# [LeetCode] 277. Find the Celebrity 寻找名人

Suppose you are at a party with n people (labeled from 0 to n - 1) and among them, there may exist one celebrity. The definition of a celebrity is that all the other n - 1 people know him/her but he/she does not know any of them.

Now you want to find out who the celebrity is or verify that there is not one. The only thing you are allowed to do is to ask questions like: "Hi, A. Do you know B?" to get information of whether A knows B. You need to find out the celebrity (or verify there is not one) by asking as few questions as possible (in the asymptotic sense).

You are given a helper function bool knows(a, b)which tells you whether A knows B. Implement a function int findCelebrity(n). There will be exactly one celebrity if he/she is in the party. Return the celebrity's label if there is a celebrity in the party. If there is no celebrity, return -1.

Example 1:

Input: graph = [
[1,1,0],
[0,1,0],
[1,1,1]
]
Output: 1
Explanation: There are three persons labeled with 0, 1 and 2. graph[i][j] = 1 means person i knows person j, otherwise graph[i][j] = 0 means person i does not know person j. The celebrity is the person labeled as 1 because both 0 and 2 know him but 1 does not know anybody.


Example 2:

Input: graph = [
[1,0,1],
[1,1,0],
[0,1,1]
]
Output: -1
Explanation: There is no celebrity.

== Request 1 ==
List every row of the input graphs given in the two examples of the Find the Celebrity problem, grouped by example.
== Request 2 ==
Please write what comes next in the Find the Celebrity problem, picking up right after its final line.

== Extracted data ==
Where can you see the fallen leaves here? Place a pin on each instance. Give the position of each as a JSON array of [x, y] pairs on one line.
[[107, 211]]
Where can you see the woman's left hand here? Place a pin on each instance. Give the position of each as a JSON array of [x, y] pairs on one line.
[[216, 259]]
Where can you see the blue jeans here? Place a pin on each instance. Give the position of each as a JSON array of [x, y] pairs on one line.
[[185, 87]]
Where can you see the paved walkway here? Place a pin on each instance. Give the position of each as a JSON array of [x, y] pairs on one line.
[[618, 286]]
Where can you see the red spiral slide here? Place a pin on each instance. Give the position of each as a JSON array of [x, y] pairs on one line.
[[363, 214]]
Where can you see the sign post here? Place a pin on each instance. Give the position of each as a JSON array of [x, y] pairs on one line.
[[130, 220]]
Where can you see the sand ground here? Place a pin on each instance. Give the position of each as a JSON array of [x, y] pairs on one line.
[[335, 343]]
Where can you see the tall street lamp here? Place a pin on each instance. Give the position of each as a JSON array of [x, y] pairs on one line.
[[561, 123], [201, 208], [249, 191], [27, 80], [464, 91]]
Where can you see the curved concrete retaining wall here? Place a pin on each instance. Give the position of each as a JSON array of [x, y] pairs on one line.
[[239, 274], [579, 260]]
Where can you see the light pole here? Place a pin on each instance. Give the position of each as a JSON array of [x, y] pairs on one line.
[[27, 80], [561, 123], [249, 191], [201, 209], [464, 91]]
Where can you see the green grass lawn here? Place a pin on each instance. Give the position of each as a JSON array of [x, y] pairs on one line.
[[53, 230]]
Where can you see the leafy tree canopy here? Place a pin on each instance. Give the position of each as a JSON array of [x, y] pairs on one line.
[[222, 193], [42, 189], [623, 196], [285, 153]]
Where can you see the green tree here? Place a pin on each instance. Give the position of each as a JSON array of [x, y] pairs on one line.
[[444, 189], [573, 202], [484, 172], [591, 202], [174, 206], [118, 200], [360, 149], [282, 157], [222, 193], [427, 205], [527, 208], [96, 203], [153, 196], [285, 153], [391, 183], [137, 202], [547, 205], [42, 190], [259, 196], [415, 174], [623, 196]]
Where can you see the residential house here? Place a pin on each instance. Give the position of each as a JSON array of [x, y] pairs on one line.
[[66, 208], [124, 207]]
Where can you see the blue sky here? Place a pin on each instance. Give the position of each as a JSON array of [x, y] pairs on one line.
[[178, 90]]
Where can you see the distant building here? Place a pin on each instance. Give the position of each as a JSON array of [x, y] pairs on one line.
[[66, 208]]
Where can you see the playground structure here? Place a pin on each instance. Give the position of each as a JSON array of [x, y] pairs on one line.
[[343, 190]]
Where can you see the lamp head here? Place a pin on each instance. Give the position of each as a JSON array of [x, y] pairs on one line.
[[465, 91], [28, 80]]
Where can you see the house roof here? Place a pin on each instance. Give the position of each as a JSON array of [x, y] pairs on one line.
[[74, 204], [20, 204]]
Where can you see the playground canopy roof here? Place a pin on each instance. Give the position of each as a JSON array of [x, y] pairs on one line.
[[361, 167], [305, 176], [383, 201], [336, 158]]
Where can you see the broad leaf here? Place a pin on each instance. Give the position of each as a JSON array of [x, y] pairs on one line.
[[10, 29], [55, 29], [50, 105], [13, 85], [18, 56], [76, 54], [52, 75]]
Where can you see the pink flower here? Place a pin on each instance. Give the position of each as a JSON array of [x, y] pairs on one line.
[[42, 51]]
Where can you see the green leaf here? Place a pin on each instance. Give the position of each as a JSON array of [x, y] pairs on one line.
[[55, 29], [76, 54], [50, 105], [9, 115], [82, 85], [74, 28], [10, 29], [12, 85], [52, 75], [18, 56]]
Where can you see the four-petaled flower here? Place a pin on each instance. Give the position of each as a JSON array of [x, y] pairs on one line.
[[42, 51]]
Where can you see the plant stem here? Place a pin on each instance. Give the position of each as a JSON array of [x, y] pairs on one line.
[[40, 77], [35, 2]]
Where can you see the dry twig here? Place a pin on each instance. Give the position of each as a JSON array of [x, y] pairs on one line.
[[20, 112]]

== Expected answer 1 ==
Example 1:
[1,1,0]
[0,1,0]
[1,1,1]

Example 2:
[1,0,1]
[1,1,0]
[0,1,1]

== Expected answer 2 ==
Note:

1. The directed graph is represented as an adjacency matrix, which is an n x n matrix where a[i][j] = 1 means person i knows person j while a[i][j] = 0 means the contrary.

bool knows(int a, int b);
class Solution {
public:
int findCelebrity(int n) {
vector<bool> candidate(n, true);
for (int i = 0; i < n; ++i) {
for (int j = 0; j < n; ++j) {
if (candidate[i] && i != j) {
if (knows(i, j) || !knows(j, i)) {
candidate[i] = false;
break;
} else {
candidate[j] = false;
}
}
}
if (candidate[i]) return i;
}
return -1;
}
};

bool knows(int a, int b);
class Solution {
public:
int findCelebrity(int n) {
for (int i = 0, j = 0; i < n; ++i) {
for (j = 0; j < n; ++j) {
if (i != j && (knows(i, j) || !knows(j, i))) break;
}
if (j == n) return i;
}
return -1;
}
};

bool knows(int a, int b);
class Solution {
public:
int findCelebrity(int n) {
int res = 0;
for (int i = 0; i < n; ++i) {
if (knows(res, i)) res = i;
}
for (int i = 0; i < n; ++i) {
if (res != i && (knows(res, i) || !knows(i, res))) return -1;
}
return res;
}
};

bool knows(int a, int b);
class Solution {
public:
int findCelebrity(int n) {
int res = 0;
for (int i = 0; i < n; ++i) {
if (knows(res, i)) res = i;
}
for (int i = 0; i < res; ++i) {
if (knows(res, i) || !knows(i, res)) return -1;
}
for (int i = res + 1; i < n; ++i) {
if (!knows(i, res)) return -1;
}
return res;
}
};

Github 同步地址：

https://github.com/grandyang/leetcode/issues/277

Find the Town Judge

https://leetcode.com/problems/find-the-celebrity/

https://leetcode.com/problems/find-the-celebrity/discuss/71227/Java-Solution.-Two-Pass

https://leetcode.com/problems/find-the-celebrity/discuss/71228/JavaPython-O(n)-calls-O(1)-space-easy-to-understand-solution

LeetCode All in One 题目讲解汇总(持续更新中...)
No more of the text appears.